Supplied entries -
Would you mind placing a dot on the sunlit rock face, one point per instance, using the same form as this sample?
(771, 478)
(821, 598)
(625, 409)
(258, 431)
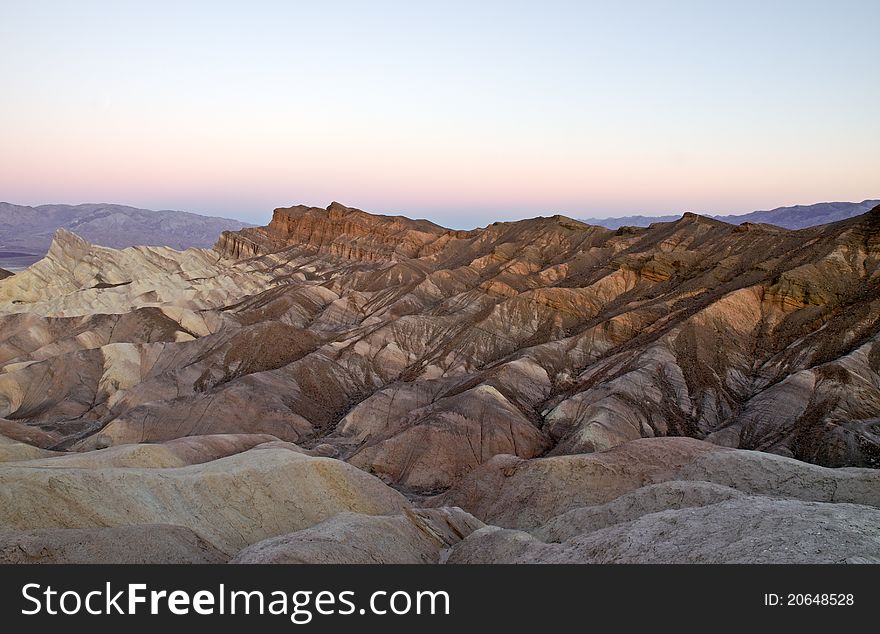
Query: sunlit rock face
(523, 372)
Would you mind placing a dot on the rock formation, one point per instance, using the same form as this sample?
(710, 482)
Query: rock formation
(546, 376)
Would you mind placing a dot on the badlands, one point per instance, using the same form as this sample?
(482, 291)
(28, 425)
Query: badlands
(343, 387)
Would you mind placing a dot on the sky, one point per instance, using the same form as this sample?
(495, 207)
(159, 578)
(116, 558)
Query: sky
(461, 112)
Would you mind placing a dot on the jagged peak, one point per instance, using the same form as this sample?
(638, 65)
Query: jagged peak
(64, 241)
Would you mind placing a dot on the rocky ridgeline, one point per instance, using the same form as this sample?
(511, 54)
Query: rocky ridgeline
(542, 390)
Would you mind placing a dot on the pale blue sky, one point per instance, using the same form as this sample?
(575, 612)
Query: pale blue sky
(462, 112)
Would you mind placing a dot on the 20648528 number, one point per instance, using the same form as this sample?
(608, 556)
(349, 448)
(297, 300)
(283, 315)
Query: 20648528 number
(838, 599)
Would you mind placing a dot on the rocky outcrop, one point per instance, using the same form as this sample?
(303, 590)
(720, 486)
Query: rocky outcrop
(231, 502)
(146, 544)
(419, 354)
(338, 231)
(526, 494)
(747, 530)
(416, 537)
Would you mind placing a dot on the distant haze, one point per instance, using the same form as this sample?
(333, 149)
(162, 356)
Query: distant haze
(460, 112)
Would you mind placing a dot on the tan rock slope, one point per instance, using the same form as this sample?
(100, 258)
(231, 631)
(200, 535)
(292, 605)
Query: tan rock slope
(524, 372)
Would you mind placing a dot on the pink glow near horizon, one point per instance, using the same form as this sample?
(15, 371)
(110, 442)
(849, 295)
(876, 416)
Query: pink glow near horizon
(539, 112)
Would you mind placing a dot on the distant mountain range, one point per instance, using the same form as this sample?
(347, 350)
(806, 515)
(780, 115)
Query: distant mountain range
(26, 232)
(797, 217)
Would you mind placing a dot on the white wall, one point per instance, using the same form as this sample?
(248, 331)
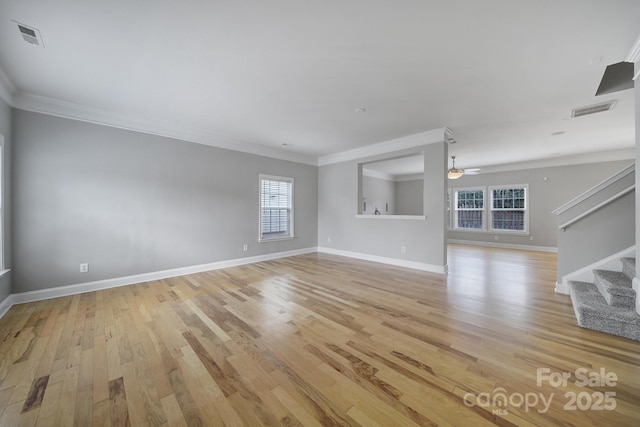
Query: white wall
(409, 197)
(378, 193)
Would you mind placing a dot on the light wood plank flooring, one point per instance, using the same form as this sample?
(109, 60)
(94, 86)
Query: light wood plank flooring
(320, 340)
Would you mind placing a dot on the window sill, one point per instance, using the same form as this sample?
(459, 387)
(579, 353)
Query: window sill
(414, 217)
(276, 239)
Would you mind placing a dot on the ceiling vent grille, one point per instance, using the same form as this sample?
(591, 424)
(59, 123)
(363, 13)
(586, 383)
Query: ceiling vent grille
(592, 109)
(30, 34)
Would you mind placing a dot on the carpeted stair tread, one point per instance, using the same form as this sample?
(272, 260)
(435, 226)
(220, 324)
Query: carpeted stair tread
(593, 312)
(615, 287)
(629, 267)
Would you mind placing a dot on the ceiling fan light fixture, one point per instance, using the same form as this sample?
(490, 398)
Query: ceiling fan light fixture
(454, 173)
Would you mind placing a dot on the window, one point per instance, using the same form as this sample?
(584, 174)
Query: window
(506, 209)
(276, 208)
(509, 208)
(469, 209)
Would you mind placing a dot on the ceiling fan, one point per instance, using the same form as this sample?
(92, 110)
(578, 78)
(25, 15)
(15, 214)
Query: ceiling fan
(454, 173)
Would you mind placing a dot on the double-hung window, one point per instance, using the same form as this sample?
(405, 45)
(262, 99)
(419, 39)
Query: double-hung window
(469, 209)
(503, 209)
(509, 208)
(276, 208)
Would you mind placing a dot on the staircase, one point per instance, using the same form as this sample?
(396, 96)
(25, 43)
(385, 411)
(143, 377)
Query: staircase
(608, 304)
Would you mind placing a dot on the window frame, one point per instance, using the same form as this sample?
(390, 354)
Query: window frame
(525, 210)
(454, 220)
(290, 232)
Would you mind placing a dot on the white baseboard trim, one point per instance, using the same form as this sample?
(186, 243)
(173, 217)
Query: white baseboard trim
(5, 305)
(31, 296)
(432, 268)
(562, 288)
(585, 274)
(505, 245)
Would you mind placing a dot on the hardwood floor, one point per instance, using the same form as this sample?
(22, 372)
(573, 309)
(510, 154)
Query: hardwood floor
(320, 340)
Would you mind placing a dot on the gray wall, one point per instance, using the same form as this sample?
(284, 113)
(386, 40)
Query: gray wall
(637, 96)
(378, 194)
(424, 240)
(129, 203)
(603, 233)
(409, 197)
(562, 184)
(5, 130)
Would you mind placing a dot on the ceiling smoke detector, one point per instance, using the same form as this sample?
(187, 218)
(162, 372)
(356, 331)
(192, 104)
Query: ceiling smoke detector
(30, 35)
(592, 109)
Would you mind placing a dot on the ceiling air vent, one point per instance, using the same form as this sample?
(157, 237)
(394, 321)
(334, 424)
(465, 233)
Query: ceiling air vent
(30, 34)
(592, 109)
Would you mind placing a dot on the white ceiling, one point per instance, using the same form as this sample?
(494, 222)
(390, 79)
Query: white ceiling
(503, 75)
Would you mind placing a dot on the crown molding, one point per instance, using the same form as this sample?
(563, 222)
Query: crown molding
(55, 107)
(376, 174)
(7, 88)
(575, 159)
(634, 57)
(385, 147)
(634, 53)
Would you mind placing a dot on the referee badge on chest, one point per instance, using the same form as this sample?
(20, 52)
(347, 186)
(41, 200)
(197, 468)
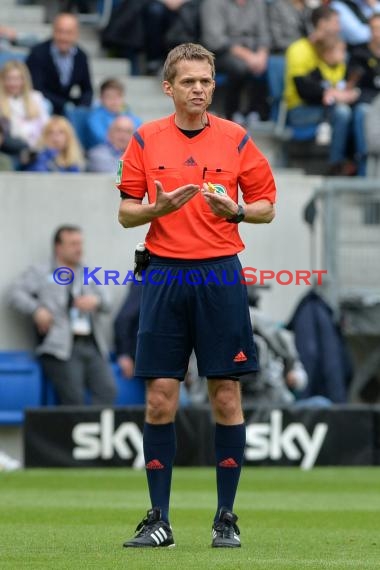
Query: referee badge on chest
(119, 173)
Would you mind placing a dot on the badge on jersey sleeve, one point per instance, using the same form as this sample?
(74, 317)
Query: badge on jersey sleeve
(216, 188)
(119, 172)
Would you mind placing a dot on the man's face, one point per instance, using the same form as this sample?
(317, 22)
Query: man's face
(65, 32)
(70, 249)
(113, 100)
(192, 87)
(329, 28)
(120, 133)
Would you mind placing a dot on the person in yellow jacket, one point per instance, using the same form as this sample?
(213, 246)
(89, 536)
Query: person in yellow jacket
(316, 90)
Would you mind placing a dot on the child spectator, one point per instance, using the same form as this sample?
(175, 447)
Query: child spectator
(112, 105)
(60, 150)
(104, 157)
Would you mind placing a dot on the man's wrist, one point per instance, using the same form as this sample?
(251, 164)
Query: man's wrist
(238, 217)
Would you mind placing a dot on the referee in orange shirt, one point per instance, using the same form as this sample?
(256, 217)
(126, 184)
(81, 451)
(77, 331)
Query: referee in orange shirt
(191, 165)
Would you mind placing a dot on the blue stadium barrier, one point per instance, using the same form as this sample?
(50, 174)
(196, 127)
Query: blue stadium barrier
(20, 385)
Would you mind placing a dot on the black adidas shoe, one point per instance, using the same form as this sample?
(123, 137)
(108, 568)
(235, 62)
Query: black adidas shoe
(225, 532)
(152, 531)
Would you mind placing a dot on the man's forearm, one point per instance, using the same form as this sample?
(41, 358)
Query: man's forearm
(260, 212)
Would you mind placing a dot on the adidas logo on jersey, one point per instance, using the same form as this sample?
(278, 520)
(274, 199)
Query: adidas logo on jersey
(154, 464)
(190, 162)
(240, 357)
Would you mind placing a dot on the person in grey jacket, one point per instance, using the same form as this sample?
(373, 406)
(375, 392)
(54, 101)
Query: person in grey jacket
(237, 32)
(66, 313)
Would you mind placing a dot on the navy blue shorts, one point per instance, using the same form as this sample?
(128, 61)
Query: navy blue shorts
(194, 304)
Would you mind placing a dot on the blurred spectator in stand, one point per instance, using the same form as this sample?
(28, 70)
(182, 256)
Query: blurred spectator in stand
(364, 66)
(10, 38)
(59, 67)
(316, 92)
(105, 157)
(6, 163)
(237, 32)
(71, 340)
(24, 110)
(59, 149)
(126, 326)
(112, 104)
(353, 18)
(159, 16)
(288, 21)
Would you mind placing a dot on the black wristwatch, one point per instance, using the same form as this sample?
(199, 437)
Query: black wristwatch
(238, 217)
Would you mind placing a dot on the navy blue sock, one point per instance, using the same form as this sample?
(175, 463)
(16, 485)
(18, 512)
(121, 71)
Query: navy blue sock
(229, 453)
(159, 453)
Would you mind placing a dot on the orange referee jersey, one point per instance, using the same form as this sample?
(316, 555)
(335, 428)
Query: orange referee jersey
(223, 154)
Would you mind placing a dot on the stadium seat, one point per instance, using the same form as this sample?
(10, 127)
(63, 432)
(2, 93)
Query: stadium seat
(78, 117)
(129, 391)
(20, 385)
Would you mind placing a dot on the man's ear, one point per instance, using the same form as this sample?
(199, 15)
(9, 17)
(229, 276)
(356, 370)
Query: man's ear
(167, 88)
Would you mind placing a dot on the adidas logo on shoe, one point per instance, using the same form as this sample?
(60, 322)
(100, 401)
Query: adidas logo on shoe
(152, 532)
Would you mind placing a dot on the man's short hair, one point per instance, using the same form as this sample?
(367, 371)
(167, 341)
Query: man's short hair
(186, 52)
(322, 13)
(66, 228)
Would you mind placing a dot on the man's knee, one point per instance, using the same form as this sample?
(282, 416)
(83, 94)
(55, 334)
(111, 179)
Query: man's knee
(225, 398)
(161, 400)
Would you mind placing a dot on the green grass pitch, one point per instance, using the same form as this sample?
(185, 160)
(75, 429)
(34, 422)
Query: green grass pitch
(289, 520)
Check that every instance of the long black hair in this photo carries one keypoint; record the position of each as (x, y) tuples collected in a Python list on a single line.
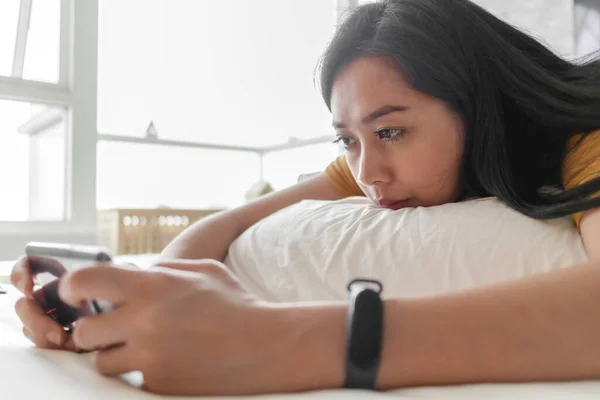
[(519, 101)]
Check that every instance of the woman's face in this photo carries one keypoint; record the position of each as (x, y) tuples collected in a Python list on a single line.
[(404, 147)]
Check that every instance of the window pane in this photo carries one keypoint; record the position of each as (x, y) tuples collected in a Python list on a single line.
[(43, 42), (32, 161), (149, 176), (282, 168), (9, 19), (229, 71)]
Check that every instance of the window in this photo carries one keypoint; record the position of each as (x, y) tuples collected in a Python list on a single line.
[(48, 62), (229, 74), (30, 39)]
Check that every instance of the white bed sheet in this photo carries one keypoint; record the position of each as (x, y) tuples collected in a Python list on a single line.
[(30, 373)]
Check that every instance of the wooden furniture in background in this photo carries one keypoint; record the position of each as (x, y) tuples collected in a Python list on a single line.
[(143, 231)]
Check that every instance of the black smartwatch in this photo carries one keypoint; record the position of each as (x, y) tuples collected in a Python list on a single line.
[(364, 334)]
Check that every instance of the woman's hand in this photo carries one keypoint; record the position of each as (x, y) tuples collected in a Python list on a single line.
[(191, 328), (37, 326)]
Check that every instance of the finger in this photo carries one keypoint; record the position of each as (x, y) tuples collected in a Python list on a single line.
[(42, 327), (40, 341), (207, 266), (21, 278), (108, 283), (38, 265), (115, 361), (104, 330)]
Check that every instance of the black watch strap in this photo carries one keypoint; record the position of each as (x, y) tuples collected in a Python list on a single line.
[(364, 334)]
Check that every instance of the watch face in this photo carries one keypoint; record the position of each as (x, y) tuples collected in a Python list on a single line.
[(367, 329)]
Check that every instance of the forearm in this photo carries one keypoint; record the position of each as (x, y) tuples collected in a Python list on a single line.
[(207, 238), (541, 328), (212, 236)]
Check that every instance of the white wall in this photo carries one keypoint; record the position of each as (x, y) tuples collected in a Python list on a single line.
[(587, 22), (229, 72)]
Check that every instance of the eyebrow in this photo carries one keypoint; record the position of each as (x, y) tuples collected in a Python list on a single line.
[(380, 112)]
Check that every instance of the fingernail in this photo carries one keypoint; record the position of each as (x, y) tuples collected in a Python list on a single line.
[(54, 337)]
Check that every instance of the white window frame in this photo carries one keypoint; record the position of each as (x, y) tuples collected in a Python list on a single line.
[(77, 91)]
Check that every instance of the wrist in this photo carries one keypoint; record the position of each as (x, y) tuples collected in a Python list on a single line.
[(315, 353)]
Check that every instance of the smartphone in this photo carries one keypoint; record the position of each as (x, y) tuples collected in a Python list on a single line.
[(49, 262)]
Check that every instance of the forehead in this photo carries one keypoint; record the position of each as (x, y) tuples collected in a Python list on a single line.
[(369, 81)]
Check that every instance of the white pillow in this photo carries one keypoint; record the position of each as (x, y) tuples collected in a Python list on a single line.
[(311, 250)]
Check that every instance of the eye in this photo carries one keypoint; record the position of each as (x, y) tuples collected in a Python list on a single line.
[(390, 135), (345, 141)]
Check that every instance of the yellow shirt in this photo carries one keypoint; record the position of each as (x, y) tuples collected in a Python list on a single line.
[(581, 164)]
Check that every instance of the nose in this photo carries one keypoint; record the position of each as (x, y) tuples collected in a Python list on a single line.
[(373, 167)]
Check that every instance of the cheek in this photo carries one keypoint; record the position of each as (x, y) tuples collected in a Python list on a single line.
[(434, 172)]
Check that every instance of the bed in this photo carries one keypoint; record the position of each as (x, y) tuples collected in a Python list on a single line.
[(307, 252)]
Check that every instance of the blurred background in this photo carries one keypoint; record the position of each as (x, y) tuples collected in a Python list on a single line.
[(123, 121)]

Brief - Repeat the line that contains "Check that every instance of the nose", then every line after it until the records end, with nothing added.

Task result -
Check that every instance of the nose in this photo carries one keypoint; record the position of each as (x, y) tuples collected in a Python list on a single line.
[(373, 167)]
Check that every instance of the cheek in this photo carries one keypoint; record the position of each as (x, y) tuples collected in a Python list on a single line.
[(434, 172)]
Check that every instance of the bed in this photo carries one keypoint; record the position of each as (x, y) tuples collected in a Python list on a single line.
[(307, 252)]
Check that every instance of the blurred background in this photo carries one keypoint; record the position of each as (x, y) tuples collected in a Python list on a single line.
[(123, 121)]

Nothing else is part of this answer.